BANTCの解説文のうち、「BANTCを上手く活用すれば、提案力が向上して契約が獲得できるようになります。」から始まり「サービスを提案することです。」まで続く部分を、「ヒアリング」を「聞き取り」に置き換えて書き出せ。

読解文 ::
----------

営業活動で商談を成功させるためには「決裁者」「予算」「導入タイミング」などを理解して、適切なアプローチを行うことが大切です。
商談を成功させる要素を聞き出すためにフレームワーク「BANTC」を活用しましょう。
BANTCを上手く活用すれば、提案力が向上して契約が獲得できるようになります。
今回はフレームワークBANTCについて解説します。商談を成功させる要素を聞き出すテクニックまでご紹介しているため、ぜひ参考にしてみてください。
BANTCとは
BANTCとは、ヒアリングする際に用いるフレームワークです。5つの要素の頭文字を取っています。
- Budget(予算)
- Authority(決裁権)
- Needs(需要)
- Timeframe(導入時期)
- Competitor(競合)
5つの要素をヒアリングしておくことで「予算はどれぐらいあるのか?」「導入時期はいつ頃になるのか?」「受注確度はどれぐらいか?」を把握でき、適切なアプローチができるようになります。
BANTC項目とヒアリング例
BANTCは「Budget(予算)」「Authority(決裁権)」「Needs(需要)」「Timeframe(導入時期)」「Competitor(競合)」の頭文字です。5つの要素について「なぜ聞くべきなのか?」「どのようにヒアリングすべきなのか」を理解しておきましょう。
Budget(予算)
Budget(予算)をヒアリングする目的は、顧客の予算を把握して最適なサービスを提案することです。
予算を把握することができれば、無理のない範囲で導入できるサービスプランを提案できて、スムーズに契約につなげられるようになります。
ヒアリング例
- 「ご予算はどれぐらいをお考えですか?」と質問する
- 「予算内でサービスを購入する際に重視する点はどこですか?」と深堀りをする
- 顧客がどの程度の予算で課題を解決したのか事例を紹介して反応を見る
Authority(決裁権)
Authority(決裁権)をヒアリングする目的は、意思決定の権限を持つ人物が誰であるかを特定することです。
権限を持つ人物を特定して紹介してもらえれば、アプローチから契約までの期間を縮めることができます。
ヒアリング例
- 「サービス導入における意思決定者はどなたですか?」と尋ねる
- 「サービス導入検討に関与している部門やメンバーをお伺いしてもよいですか?」と聞く
Needs(需要)
Needs(需要)をヒアリングする目的は、顧客ニーズを理解して、どのような解決策を提案すべきか判断できるようにすることです。
相手に役立つ情報を提供することで信頼関係が築けるようになり、自社サービスを導入してもらえるようになります。

----------

提供情報 ::

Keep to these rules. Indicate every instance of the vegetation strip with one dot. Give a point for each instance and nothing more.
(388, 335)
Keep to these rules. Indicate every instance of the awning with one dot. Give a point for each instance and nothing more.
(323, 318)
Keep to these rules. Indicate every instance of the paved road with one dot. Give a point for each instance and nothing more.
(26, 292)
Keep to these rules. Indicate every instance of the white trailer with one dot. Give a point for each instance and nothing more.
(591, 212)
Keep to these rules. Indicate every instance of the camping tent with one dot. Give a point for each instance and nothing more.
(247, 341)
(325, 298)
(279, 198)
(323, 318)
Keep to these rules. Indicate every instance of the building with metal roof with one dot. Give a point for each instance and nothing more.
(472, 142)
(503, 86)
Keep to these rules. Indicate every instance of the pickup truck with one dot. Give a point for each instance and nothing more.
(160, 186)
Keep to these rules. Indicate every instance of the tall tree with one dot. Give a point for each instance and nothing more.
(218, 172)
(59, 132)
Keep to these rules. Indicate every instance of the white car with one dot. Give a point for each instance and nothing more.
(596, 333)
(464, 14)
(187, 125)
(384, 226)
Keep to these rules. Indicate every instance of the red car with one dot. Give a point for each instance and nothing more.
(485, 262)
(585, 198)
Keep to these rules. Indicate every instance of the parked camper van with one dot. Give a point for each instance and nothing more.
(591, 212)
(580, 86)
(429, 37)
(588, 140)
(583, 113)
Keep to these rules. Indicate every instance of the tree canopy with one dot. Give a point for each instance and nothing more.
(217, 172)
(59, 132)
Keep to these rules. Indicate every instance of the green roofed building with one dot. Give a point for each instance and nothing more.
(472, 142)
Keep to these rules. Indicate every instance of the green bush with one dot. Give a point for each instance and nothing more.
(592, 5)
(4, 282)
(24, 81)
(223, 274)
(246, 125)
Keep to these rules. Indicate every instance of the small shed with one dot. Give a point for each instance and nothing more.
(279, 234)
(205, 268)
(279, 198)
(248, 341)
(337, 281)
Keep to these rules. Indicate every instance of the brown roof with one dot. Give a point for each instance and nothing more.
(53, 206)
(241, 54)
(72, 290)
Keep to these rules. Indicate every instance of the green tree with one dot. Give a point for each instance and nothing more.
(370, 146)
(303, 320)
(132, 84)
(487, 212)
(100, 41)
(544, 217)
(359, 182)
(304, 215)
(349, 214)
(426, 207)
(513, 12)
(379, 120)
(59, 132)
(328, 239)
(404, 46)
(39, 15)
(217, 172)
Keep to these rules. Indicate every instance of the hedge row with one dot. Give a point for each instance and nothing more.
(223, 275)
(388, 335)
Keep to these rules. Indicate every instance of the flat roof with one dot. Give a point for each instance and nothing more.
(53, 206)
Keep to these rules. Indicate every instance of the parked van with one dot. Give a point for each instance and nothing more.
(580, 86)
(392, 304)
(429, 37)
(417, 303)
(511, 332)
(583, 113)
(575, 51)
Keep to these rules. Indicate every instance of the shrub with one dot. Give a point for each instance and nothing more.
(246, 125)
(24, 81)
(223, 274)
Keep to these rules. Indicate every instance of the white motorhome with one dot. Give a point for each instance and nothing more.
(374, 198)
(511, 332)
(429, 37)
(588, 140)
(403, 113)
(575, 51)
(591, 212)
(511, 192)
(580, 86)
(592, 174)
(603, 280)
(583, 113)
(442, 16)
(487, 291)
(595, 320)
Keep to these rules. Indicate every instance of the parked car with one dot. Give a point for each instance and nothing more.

----------

正解 ::
BANTCを上手く活用すれば、提案力が向上して契約が獲得できるようになります。
今回はフレームワークBANTCについて解説します。商談を成功させる要素を聞き出すテクニックまでご紹介しているため、ぜひ参考にしてみてください。
BANTCとは
BANTCとは、聞き取りする際に用いるフレームワークです。5つの要素の頭文字を取っています。
- Budget(予算)
- Authority(決裁権)
- Needs(需要)
- Timeframe(導入時期)
- Competitor(競合)
5つの要素を聞き取りしておくことで「予算はどれぐらいあるのか?」「導入時期はいつ頃になるのか?」「受注確度はどれぐらいか?」を把握でき、適切なアプローチができるようになります。
BANTC項目と聞き取り例
BANTCは「Budget(予算)」「Authority(決裁権)」「Needs(需要)」「Timeframe(導入時期)」「Competitor(競合)」の頭文字です。5つの要素について「なぜ聞くべきなのか?」「どのように聞き取りすべきなのか」を理解しておきましょう。
Budget(予算)
Budget(予算)を聞き取りする目的は、顧客の予算を把握して最適なサービスを提案することです。